* _Task to complete_: Each entry that follows must be output without any deviation.

# # # # # # #

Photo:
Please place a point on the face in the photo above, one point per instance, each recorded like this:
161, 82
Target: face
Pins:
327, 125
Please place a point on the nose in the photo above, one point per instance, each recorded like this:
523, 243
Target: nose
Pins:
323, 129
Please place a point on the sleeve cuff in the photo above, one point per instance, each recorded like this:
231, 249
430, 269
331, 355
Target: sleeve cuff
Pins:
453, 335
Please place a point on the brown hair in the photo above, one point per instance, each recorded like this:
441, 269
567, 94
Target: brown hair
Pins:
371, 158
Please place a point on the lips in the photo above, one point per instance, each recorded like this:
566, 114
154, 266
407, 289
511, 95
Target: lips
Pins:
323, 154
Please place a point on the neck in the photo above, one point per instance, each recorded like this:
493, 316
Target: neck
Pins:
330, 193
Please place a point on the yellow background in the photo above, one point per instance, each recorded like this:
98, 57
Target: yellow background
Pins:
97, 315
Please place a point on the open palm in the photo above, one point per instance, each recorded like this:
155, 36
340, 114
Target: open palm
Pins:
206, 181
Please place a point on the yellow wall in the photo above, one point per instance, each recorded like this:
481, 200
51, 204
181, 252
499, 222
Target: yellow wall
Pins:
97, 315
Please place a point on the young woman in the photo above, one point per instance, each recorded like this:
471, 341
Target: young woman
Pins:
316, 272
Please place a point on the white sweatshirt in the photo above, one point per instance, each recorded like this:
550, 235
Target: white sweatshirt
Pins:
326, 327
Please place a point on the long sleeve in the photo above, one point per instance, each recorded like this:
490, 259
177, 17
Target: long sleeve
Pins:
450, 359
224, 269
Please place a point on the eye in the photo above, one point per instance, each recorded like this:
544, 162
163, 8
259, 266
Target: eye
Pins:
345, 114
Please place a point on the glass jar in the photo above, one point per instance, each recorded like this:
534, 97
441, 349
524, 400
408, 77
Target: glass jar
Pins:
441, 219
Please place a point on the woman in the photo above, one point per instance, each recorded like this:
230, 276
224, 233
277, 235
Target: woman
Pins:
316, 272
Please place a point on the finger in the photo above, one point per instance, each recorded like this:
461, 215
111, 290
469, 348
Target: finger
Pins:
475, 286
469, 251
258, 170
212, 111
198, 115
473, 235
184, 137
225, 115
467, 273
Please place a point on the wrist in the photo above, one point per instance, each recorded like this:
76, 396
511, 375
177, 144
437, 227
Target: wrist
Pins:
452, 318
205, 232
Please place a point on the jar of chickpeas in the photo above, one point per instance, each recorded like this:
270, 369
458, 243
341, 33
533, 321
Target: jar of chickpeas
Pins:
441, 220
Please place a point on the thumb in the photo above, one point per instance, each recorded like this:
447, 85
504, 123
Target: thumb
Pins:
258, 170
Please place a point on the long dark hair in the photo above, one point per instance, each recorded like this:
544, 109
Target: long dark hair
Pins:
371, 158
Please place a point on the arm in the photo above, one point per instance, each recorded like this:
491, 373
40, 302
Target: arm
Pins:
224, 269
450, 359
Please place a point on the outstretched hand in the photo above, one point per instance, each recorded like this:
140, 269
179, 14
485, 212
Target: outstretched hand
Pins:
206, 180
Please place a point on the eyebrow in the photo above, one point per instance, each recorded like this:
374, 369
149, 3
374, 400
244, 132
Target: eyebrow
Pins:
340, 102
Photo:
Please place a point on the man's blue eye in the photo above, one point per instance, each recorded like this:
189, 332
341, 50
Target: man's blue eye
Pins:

# # # # # # #

* _Reply_:
Photo:
Please place a point on the face in the photo above, one point per instance, each recorded like this:
161, 82
Target: face
Pins:
327, 125
Please place a point on the nose in the photo above, one point per instance, each recorded like this:
523, 243
Target: nose
Pins:
323, 129
Please place a point on the sleeve cuff in the photo above, one point per instance, each recorded like this:
231, 249
430, 269
331, 355
Target: sleeve cuff
Pins:
453, 335
Please place a point on the brown hair in the photo above, one point per instance, each recorded like this:
441, 269
567, 94
Target: brown hair
Pins:
371, 158
Please place a point on the lips in the photo above, one point per instance, each recorded like this:
566, 114
154, 266
407, 289
511, 95
Target: lips
Pins:
323, 154
Please place a point on the neck in the photo above, one point per instance, each recorded like this:
493, 316
Target: neck
Pins:
330, 193
Please place a point on the yellow background in the photo above, one point per instance, each recorded like this:
98, 57
Target: yellow background
Pins:
97, 315
Please place a point on the open palm in the photo above, one point per instance, each recorded like this:
155, 36
340, 114
Target: open palm
Pins:
206, 181
Please place a point on the yellow wall in the photo above, one point per instance, each recorded like this:
481, 200
51, 204
181, 252
499, 222
Target: yellow wall
Pins:
97, 315
Please place a point on the young woman in the photo above, one point per instance, each recorded like this:
471, 341
Target: young woman
Pins:
316, 272
Please place a point on the white sweatshirt in the photo above, one point per instance, each recorded like this:
550, 235
Target: white sweatshirt
Pins:
326, 327
Please place a point on the long sleeve in the photo above, one point per instance, each recorded like this:
490, 259
177, 17
Target: long sleeve
Pins:
450, 359
224, 269
Please place a point on the eye in the photo above, one point per instance, each recorded like this:
544, 162
163, 8
259, 266
Target: eye
Pins:
345, 114
Please place a point on the glass jar in the photo above, one point per instance, each recorded like this:
534, 97
441, 349
524, 400
408, 77
Target: glass jar
Pins:
441, 219
Please place a point on the woman in the photo above, one point per instance, each recorded like this:
230, 276
224, 233
277, 235
Target: woman
Pins:
316, 272
Please place a point on the finger in the photo above, one point per instance, each recorded like this:
461, 215
111, 290
469, 348
Target: finger
Pins:
475, 286
469, 251
258, 170
212, 111
198, 115
473, 235
184, 137
225, 115
467, 273
Please place a point on the wrist in the photo above, one point per instance, each recorded like this:
76, 396
511, 375
177, 144
437, 227
Target: wrist
Pins:
452, 318
205, 232
Please place a point on the jar of chickpeas in the photo above, one point per instance, each recorded like this:
270, 369
458, 243
341, 33
533, 321
Target: jar of chickpeas
Pins:
441, 220
Please place a point on the thumb in the photo above, one point per instance, each recorded like this:
447, 85
504, 123
Target: thumb
Pins:
258, 170
Please place a point on the long dark hair in the photo above, one point per instance, each recorded like this:
544, 109
Target: long dark hair
Pins:
371, 158
Please place a point on the arm in the photo above, one point per instance, each recorded like this:
491, 373
40, 302
Target: arm
Pins:
224, 269
450, 359
Please place a point on the outstretched hand in the photo above, one point per instance, each recorded like this:
140, 269
179, 14
485, 212
Target: outstretched hand
Pins:
206, 180
Please place a point on the eyebrow in the photo above, one point per instance, each recorded like this:
374, 369
149, 3
374, 400
244, 132
Target: eyebrow
Pins:
340, 102
Photo:
Please place a point on the man's blue eye in the photo above, one point per instance, each recorded like this:
189, 332
341, 50
Target: man's blue eye
Pins:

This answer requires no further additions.